§ **Material for this exercise**:
• • • • • • •
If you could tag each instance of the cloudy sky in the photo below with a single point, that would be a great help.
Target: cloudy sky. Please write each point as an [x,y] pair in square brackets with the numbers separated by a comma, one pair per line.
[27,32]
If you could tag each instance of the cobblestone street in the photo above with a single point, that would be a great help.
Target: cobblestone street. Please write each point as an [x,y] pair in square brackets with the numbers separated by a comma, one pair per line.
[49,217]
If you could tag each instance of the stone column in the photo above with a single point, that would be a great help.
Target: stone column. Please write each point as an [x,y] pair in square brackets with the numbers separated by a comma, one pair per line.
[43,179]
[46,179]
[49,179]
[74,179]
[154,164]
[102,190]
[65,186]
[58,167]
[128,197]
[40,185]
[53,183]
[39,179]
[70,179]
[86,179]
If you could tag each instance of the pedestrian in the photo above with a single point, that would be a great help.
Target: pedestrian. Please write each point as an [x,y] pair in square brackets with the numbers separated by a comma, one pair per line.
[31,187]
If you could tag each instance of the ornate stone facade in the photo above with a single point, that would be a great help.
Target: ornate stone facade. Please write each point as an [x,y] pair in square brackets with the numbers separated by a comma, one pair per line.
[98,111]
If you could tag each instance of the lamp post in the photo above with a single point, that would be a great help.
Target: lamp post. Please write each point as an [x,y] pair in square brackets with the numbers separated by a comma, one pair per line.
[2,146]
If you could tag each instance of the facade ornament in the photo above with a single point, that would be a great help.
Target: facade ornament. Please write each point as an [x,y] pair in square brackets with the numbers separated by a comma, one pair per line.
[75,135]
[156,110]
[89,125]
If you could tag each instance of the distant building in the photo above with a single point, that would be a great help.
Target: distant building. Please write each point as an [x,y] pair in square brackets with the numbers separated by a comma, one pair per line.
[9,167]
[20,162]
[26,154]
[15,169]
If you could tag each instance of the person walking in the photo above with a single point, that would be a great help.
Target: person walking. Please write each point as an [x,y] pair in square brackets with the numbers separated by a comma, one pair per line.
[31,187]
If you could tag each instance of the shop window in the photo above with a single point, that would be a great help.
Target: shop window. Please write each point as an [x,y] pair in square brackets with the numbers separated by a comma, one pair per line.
• • • • • • •
§ **To be done**:
Rewrite everything above from the line containing "If you could tag each instance of the facade" down to the line containing "Target: facade ornament.", both included, as a numbered list with blank lines left out.

§ **The solution**:
1. If you could tag each instance of the facade ornament in the photo above with a single point, that would be a great help.
2. Target: facade ornament. Please write each point as an [x,y] pair in square brackets with the numbers separated by a comma, one pair per line.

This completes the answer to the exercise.